Write the material out again exactly.

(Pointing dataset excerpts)
────
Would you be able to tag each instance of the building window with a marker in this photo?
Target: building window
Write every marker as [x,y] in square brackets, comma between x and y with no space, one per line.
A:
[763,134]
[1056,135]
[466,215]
────
### Solution below
Would you be able to tag each instance of the building window with a marker in this photo?
Target: building window
Write every marker as [x,y] in square brackets, comma between x and y with no space, one per line.
A:
[763,134]
[1056,135]
[466,215]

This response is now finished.